## Given data
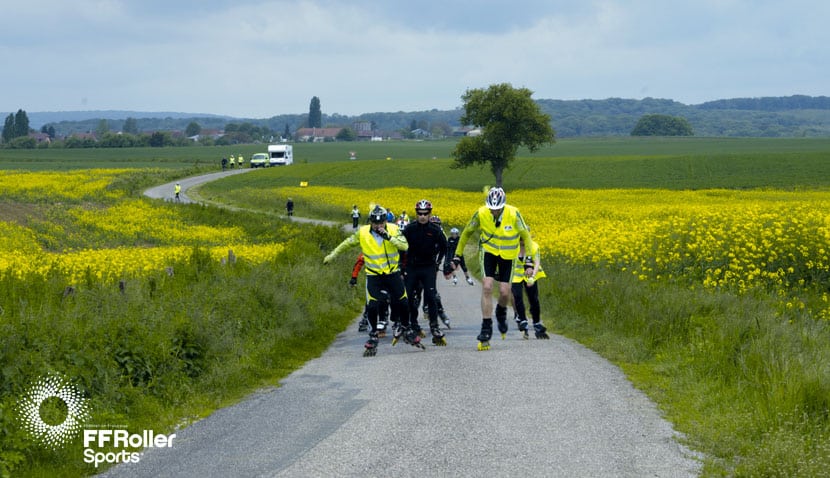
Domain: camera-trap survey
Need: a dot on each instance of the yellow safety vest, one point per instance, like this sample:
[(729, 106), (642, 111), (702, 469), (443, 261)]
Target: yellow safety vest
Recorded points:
[(381, 257), (501, 240), (522, 262)]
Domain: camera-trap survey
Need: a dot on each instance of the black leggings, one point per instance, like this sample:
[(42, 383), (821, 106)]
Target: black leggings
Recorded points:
[(532, 299), (393, 285)]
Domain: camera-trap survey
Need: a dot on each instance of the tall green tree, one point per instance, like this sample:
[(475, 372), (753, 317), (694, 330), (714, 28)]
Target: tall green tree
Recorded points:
[(21, 124), (8, 128), (508, 119), (315, 115), (102, 129)]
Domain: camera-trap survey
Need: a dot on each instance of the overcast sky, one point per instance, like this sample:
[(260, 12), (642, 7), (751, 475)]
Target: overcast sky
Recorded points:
[(256, 59)]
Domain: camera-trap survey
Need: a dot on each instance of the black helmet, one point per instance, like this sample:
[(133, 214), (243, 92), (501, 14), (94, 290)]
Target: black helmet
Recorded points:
[(495, 198), (423, 205), (378, 215)]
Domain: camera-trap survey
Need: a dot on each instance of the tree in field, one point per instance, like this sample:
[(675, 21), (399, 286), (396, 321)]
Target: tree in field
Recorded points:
[(8, 128), (48, 129), (508, 119), (315, 115), (662, 125), (21, 124), (193, 128), (102, 129)]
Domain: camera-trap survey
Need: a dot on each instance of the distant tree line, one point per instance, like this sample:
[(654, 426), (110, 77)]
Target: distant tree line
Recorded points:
[(790, 116)]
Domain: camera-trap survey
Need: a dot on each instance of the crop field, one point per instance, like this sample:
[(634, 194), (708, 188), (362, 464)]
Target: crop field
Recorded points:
[(701, 266)]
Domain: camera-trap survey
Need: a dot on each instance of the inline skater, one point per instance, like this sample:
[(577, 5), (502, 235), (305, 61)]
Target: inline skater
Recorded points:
[(381, 244), (499, 226), (424, 239)]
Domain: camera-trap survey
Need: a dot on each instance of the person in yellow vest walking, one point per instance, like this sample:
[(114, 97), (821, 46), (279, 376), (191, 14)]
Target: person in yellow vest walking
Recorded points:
[(381, 244), (500, 227), (527, 269)]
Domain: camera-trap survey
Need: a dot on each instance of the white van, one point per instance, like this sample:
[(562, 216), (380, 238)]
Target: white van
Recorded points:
[(280, 154)]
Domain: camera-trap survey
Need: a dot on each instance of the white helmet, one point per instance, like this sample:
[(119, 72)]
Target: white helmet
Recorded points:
[(495, 198)]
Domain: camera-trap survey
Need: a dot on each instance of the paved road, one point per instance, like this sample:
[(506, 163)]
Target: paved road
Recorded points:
[(523, 408)]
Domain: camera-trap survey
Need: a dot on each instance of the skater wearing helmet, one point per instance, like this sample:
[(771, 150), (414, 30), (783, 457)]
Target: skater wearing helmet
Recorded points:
[(500, 227), (526, 271), (381, 244), (425, 239), (452, 245)]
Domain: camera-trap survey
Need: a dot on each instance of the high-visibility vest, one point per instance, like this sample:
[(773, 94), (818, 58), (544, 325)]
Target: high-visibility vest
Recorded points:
[(524, 261), (501, 240), (380, 257)]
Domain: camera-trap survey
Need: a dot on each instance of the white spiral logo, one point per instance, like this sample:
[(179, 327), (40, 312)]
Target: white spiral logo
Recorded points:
[(53, 386)]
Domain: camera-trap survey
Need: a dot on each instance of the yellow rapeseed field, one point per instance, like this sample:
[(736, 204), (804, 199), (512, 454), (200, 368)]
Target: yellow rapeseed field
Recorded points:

## Task description
Drop the images and repeat the data exactly.

## Exercise result
Domain: camera-trap survey
Need: a dot on each instance of the yellow safety vest, one point per instance, like this sample:
[(729, 106), (642, 111), (702, 469), (443, 261)]
Target: yellow safety vest
Recorded points:
[(381, 257), (501, 240), (522, 262)]
Domain: camera-trap survey
Need: a dot on each instance of the black leggings, one point per instance, like this sample:
[(42, 383), (821, 106)]
Target: black leggings
Recorded points:
[(532, 299), (393, 285)]
Domain: camera-trap survey
Need: a dot on each instance of the tall green tree, one point per instance, like this sample:
[(475, 372), (753, 317), (694, 330), (714, 28)]
Target: tall green tree
Recorded points:
[(21, 124), (8, 128), (508, 119), (315, 115), (102, 129)]
Domain: camera-trap survey
Need: a dot on each instance of the overcast sky, one point per instance, like this sample:
[(260, 12), (642, 7), (751, 475)]
Target: overcast sky
Recorded points:
[(256, 59)]
Domain: camera-trap survey
Need: a dot on each instance of the black helmet, one point per instance, like this sample:
[(133, 214), (243, 92), (501, 14), (94, 290)]
Target: black helmet
Recorded points:
[(495, 198), (423, 205), (378, 215)]
Domain: camera-trap survey
Need: a dot on each instance of the tree in field, one point per instance, like this sample:
[(675, 21), (399, 286), (396, 321)]
Target: tree in field
Recorded points:
[(8, 128), (48, 129), (508, 119), (315, 115), (662, 125), (21, 124), (193, 128), (102, 129)]
Domain: camera-trap survey
Need: a dot on each instance of the distant tree line, one point per instance, like this sample:
[(654, 426), (110, 77)]
Target: distant tree line
Recorded points:
[(790, 116)]
Domain: camera-trap survey
Need: a dot on each instance of the crop field, one point per instance, like this sample:
[(634, 194), (708, 188), (362, 464)]
Target: crop field
Recorded points:
[(701, 266)]
Domain: camera-trap survey
Need: a dot on each instance of the inline skater, one point per instance, like this sample:
[(577, 5), (502, 235), (305, 61)]
Target: inline skater
Recorded points:
[(381, 244), (499, 226), (424, 239)]
Domain: camera-trap survey
Need: a dot on each instance of the person in yellow vest walking, one point per instance, like this sample:
[(114, 97), (821, 46), (279, 376), (191, 14)]
Target: person in yellow vest walking
Recorded points:
[(381, 244), (500, 227), (527, 269)]
Domain: camera-trap survey
Need: a dot on each instance of the white van, one point per instance, like this sample:
[(562, 216), (380, 238)]
Target: white van
Recorded points:
[(280, 154)]
Domain: camera-trap survey
Need: a dot on each instance of the white helmet, one point per instance, like this sample:
[(119, 72)]
Target: white helmet
Recorded points:
[(495, 198)]
Domain: camera-trap survey
Need: a dot on each instance of the paved road, one point per instance, like this sample:
[(506, 163)]
Target: paved road
Recorded points:
[(523, 408)]
Domain: camera-trap survey
Need: a dot on each instance of the skater wearing helmet, one point per instance, like this sample:
[(771, 150), (414, 30), (783, 457)]
Target: skater wearing helmet
Recorded points:
[(500, 227), (526, 271), (381, 244), (425, 239), (452, 245)]
Domain: camera-trap survey
Need: a dot on each instance of the high-visibility vest, one point per instance, like this sample:
[(773, 94), (818, 58), (544, 325)]
Target: high-visibility vest
Recorded points:
[(524, 261), (501, 240), (380, 257)]
Domain: camera-trap survey
Need: a dot on each instance of the white spiral logo, one point per instance, like this sample:
[(179, 327), (40, 312)]
Target: white spiral logo
Recorded points:
[(53, 386)]
Domain: camera-trap survey
Need: a dot on each instance of the yellow rapeseed field, one point per instance, like this sample:
[(736, 204), (804, 199), (512, 454), (200, 368)]
Target: yellow rapeseed field
Recorded points:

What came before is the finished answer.